▶ YOUR INSTRUCTIONS: Return every line below as is, leaving out the pictures.

— start of TASK INPUTS —

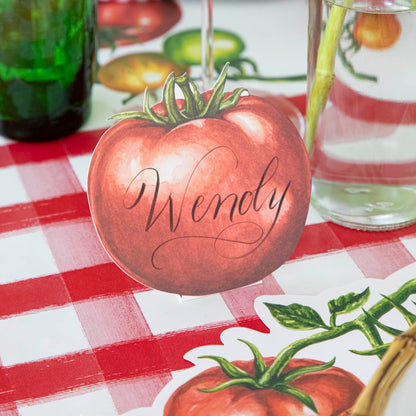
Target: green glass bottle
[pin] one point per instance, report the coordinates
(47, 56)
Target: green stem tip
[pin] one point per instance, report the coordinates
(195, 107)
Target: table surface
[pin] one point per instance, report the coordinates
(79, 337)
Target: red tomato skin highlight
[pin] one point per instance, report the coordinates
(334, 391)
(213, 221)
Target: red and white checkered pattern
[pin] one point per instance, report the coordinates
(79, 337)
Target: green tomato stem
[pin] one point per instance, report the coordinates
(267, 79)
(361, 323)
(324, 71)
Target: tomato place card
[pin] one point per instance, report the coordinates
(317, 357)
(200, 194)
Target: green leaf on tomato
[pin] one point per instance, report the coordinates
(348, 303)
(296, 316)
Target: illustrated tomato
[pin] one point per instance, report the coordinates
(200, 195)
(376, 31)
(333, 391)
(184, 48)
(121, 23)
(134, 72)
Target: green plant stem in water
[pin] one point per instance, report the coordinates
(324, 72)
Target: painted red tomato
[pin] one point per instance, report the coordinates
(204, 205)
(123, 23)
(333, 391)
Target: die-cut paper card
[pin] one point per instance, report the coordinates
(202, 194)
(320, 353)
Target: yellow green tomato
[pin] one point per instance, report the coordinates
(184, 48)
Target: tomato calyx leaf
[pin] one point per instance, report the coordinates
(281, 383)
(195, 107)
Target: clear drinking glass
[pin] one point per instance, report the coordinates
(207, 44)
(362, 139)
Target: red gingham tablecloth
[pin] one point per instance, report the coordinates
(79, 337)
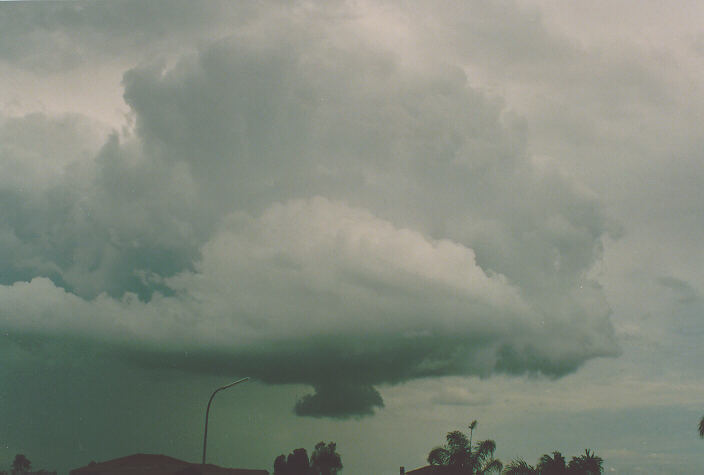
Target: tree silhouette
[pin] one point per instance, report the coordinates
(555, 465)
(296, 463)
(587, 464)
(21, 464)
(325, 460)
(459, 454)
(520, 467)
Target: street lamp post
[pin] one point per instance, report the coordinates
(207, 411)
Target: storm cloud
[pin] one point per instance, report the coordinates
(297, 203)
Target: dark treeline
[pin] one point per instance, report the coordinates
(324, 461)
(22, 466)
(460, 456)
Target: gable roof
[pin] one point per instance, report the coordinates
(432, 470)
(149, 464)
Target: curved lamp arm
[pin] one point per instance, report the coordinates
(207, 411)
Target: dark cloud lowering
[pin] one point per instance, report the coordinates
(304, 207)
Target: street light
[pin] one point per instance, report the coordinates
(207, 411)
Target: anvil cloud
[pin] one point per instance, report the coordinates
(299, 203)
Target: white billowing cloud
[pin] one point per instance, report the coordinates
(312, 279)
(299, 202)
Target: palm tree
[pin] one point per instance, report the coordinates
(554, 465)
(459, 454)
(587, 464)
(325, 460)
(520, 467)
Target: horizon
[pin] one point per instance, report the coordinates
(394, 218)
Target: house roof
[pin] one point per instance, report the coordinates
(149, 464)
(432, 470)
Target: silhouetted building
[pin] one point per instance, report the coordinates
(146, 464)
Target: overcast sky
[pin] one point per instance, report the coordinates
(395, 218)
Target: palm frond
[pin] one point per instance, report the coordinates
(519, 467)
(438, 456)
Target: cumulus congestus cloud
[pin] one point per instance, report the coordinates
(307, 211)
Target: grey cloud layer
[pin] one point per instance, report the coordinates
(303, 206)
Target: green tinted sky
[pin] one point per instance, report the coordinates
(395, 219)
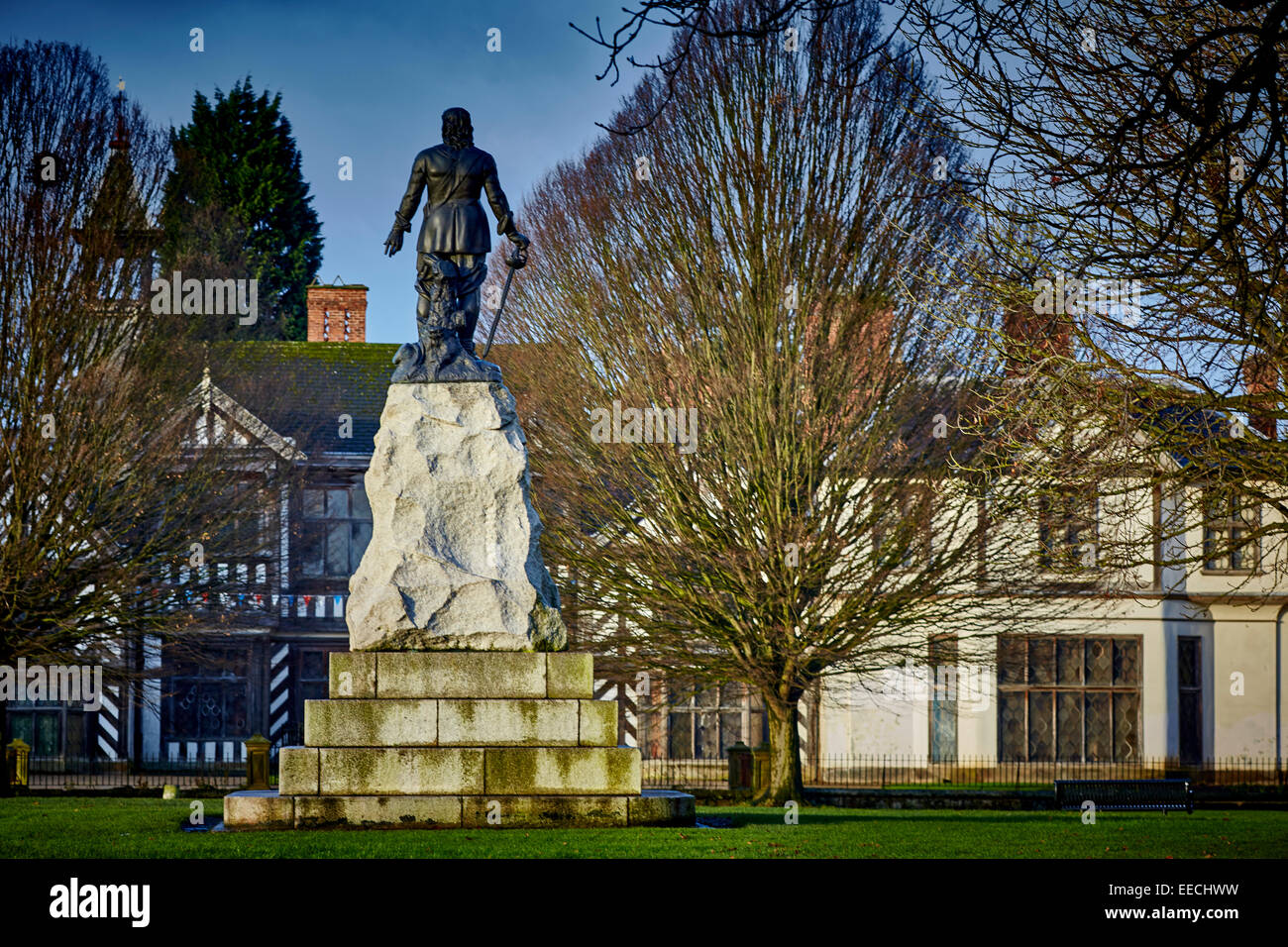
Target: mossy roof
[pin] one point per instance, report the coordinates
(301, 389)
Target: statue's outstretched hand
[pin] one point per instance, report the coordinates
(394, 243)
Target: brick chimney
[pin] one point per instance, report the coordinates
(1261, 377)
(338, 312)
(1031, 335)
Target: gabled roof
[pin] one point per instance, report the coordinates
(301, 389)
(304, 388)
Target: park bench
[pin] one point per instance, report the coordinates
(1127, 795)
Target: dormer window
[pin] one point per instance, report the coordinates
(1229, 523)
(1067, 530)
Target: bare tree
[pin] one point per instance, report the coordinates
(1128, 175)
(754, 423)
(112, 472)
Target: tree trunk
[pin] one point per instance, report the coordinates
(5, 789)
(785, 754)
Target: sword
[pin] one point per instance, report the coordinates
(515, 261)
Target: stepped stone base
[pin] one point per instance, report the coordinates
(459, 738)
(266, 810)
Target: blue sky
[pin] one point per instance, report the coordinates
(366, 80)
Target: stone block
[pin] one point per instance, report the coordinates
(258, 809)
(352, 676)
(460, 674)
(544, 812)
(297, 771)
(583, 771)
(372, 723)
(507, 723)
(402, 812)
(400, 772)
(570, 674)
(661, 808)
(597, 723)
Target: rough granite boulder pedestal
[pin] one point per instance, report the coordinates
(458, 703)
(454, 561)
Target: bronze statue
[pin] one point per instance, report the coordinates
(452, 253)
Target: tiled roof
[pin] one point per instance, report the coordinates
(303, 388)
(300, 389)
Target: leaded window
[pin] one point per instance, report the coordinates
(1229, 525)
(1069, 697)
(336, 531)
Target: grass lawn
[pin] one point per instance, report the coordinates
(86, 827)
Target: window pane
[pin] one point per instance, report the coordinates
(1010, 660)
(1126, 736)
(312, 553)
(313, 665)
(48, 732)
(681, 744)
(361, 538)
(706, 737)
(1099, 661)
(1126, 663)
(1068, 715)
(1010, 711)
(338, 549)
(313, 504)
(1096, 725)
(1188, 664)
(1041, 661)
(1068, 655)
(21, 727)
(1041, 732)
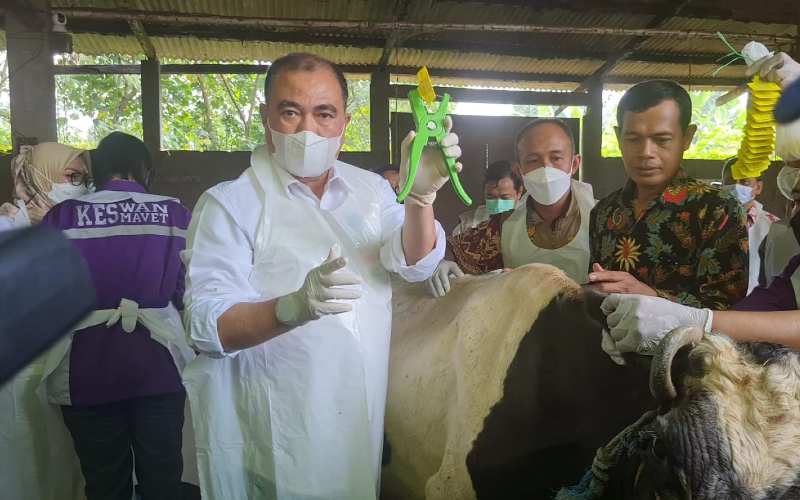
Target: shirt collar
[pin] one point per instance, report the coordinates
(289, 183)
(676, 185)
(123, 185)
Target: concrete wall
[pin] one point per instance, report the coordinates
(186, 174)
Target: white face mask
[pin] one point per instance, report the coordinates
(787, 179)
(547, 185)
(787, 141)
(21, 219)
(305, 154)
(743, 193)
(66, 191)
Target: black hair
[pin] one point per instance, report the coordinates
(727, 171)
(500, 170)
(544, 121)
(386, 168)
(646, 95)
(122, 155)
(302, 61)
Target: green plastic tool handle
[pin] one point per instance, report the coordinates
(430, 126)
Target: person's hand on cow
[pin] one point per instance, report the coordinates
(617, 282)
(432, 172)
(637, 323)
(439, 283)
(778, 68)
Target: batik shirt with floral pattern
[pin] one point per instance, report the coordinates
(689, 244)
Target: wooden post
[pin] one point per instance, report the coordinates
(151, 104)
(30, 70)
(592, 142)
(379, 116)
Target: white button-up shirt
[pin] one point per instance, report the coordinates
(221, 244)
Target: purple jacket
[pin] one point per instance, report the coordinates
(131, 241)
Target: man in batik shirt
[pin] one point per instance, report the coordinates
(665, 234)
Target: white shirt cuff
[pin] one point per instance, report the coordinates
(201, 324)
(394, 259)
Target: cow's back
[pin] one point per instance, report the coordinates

— end of TASK INPUTS —

▶ EXERCISE ANSWER:
Target: green glass bottle
[pin] one point per instance, report the coordinates
(47, 56)
Target: green stem tip
[pin] one point per instance, report the coordinates
(195, 107)
Target: table surface
[pin] one point per instance, report the coordinates
(79, 337)
Target: red tomato skin highlight
[pin] one point per instance, report the coordinates
(334, 391)
(213, 221)
Target: red and white checkered pattern
[pin] one point per instance, report the coordinates
(79, 337)
Target: green tomato stem
[pin] one point per instance, report the coordinates
(267, 79)
(361, 323)
(324, 71)
Target: tomato place card
[pin] one point per instance, report the coordinates
(317, 357)
(200, 194)
Target: green leaf on tomato
[pin] one point per instance, report the coordinates
(348, 303)
(296, 316)
Target: illustrated tomato
[pin] one point per instance, report the coordinates
(200, 195)
(376, 31)
(333, 391)
(184, 48)
(121, 23)
(134, 72)
Target: green plant stem in water
[pin] one point per instance, report the coordinates
(324, 72)
Target: painted red tomato
[pin] one point per instance, report the coordinates
(204, 205)
(123, 23)
(333, 391)
Target: die-cut paper card
[pin] one point per instance, report the coordinates
(202, 194)
(320, 353)
Target: yellow green tomato
[pin] one point per instance, report the coordinates
(184, 48)
Target: tomato calyx leaf
[pin] one point per instance, report the coordinates
(281, 383)
(195, 107)
Target: clear drinking glass
[pin] one point per instance, report the coordinates
(207, 44)
(362, 139)
Target: red gingham tablecloth
[pin] one point per instance, report the coordinates
(79, 337)
Target: tree silhouette
[pin] one point per instance, report the coordinates
(555, 465)
(296, 463)
(587, 464)
(21, 464)
(325, 460)
(459, 454)
(520, 467)
Target: street lamp post
[pin] one point per instance, report the coordinates
(207, 411)
Target: storm cloud
[pin] one point per instance, report the coordinates
(297, 203)
Target: dark treeline
[pin] one point per instance, report the coordinates
(324, 461)
(22, 466)
(460, 456)
Target: gable roof
[pin] one point per instance, report the coordinates
(432, 470)
(149, 464)
Target: curved lamp arm
[pin] one point per instance, report the coordinates
(207, 411)
Target: dark cloud lowering
[pin] one point per instance, report the coordinates
(304, 207)
Target: street light
[pin] one point per instance, report the coordinates
(207, 411)
Target: anvil cloud
[pin] one point per instance, report the coordinates
(299, 203)
Target: white billowing cloud
[pin] one point per instance, report the coordinates
(312, 279)
(299, 202)
Target: palm tree
[pin] one point per instance, report the coordinates
(554, 465)
(459, 454)
(587, 464)
(325, 460)
(520, 467)
Target: horizon
[pin] one point per instance, report the coordinates
(394, 218)
Target: house roof
[pin] one point per instance, report the coordinates
(149, 464)
(432, 470)
Target: silhouetted building
[pin] one point per instance, report the coordinates
(146, 464)
Target: overcast sky
[pin] one point per instance, report the coordinates
(395, 218)
Target: palm frond
[pin] one point per instance, report the coordinates
(519, 467)
(438, 456)
Target: cumulus congestus cloud
[pin] one point per instance, report the coordinates
(307, 211)
Target: grey cloud layer
[pin] one point per instance, report the coordinates
(303, 206)
Target: green tinted sky
[pin] one point per instance, report the coordinates
(395, 219)
Target: mossy roof
[pin] one point per instance, report the coordinates
(301, 389)
Target: statue's outstretched hand
[pin] one point per instance, report the coordinates
(394, 243)
Target: brick chimney
[pin] one point per instance, report the coordinates
(1261, 377)
(338, 312)
(1031, 335)
Target: gabled roof
[pin] one point per instance, report the coordinates
(301, 389)
(304, 388)
Target: park bench
[pin] one point per instance, report the coordinates
(1127, 795)
Target: dormer window
[pin] one point per instance, report the coordinates
(1229, 523)
(1067, 530)
Target: bare tree
[pin] one point per instance, report the coordinates
(1128, 175)
(754, 423)
(112, 472)
Target: tree trunk
[pin] one point per instance, report the coordinates
(5, 789)
(785, 754)
Target: sword
[pin] one point per instance, report the coordinates
(515, 261)
Target: stepped stone base
[pin] one point per instance, report the coordinates
(459, 738)
(266, 810)
Target: blue sky
[pin] one point per instance, report the coordinates
(366, 80)
Target: stone block
[pin] one point per instance, report the coordinates
(258, 809)
(352, 676)
(460, 674)
(544, 812)
(297, 771)
(583, 771)
(372, 723)
(507, 723)
(402, 812)
(400, 772)
(570, 674)
(661, 808)
(597, 723)
Target: rough granite boulder pedestal
[pin] one point per instance, report the coordinates
(458, 703)
(454, 561)
Target: bronze statue
[pin] one point per instance, report the coordinates
(452, 253)
Target: tiled roof
[pin] one point per instance, report the coordinates
(303, 388)
(300, 389)
Target: leaded window
[pin] one point per instance, report the coordinates
(1229, 525)
(1069, 697)
(336, 531)
Target: grass lawn
[pin] one point per instance, report the coordinates
(86, 827)
Target: window pane
[pin] one point per instance, report the coordinates
(1010, 660)
(1126, 736)
(312, 553)
(313, 665)
(48, 732)
(681, 744)
(361, 538)
(706, 737)
(1099, 661)
(1126, 663)
(1068, 715)
(1010, 711)
(338, 549)
(313, 504)
(1096, 725)
(1188, 664)
(1041, 661)
(1068, 655)
(21, 727)
(1041, 732)
Target: shirt collar
[pin] one point per instance, report the coordinates
(289, 183)
(676, 185)
(123, 185)
Target: concrete wall
[pin] one point per instance, report the coordinates
(186, 174)
Target: white face mask
[pin] one point per instance, report the coordinates
(787, 179)
(547, 185)
(787, 141)
(21, 219)
(305, 154)
(743, 193)
(66, 191)
Target: black hair
[pin] one point per instance, report the coordinates
(727, 171)
(500, 170)
(544, 121)
(386, 168)
(646, 95)
(122, 155)
(302, 61)
Target: green plastic tool handle
[pin] one point per instance, report the coordinates
(430, 126)
Target: person's hand on cow
[pin] one point per instance, report the coordinates
(617, 282)
(432, 172)
(637, 323)
(439, 283)
(778, 68)
Target: batik shirt with floral pattern
[pin] one point per instance, report the coordinates
(689, 244)
Target: wooden post
[pin] one point per instance, report the coordinates
(151, 104)
(30, 70)
(592, 142)
(379, 116)
Target: white button-up shirt
[pin] one point per instance, report the coordinates
(221, 244)
Target: purple jacket
[pin] one point per instance, report the coordinates
(131, 241)
Target: man in batik shirt
[pin] one point per instance, report the coordinates
(665, 234)
Target: white shirt cuff
[pin] one point per instance, report the coordinates
(201, 324)
(394, 259)
Target: cow's back
[pin] one point per instance, report the coordinates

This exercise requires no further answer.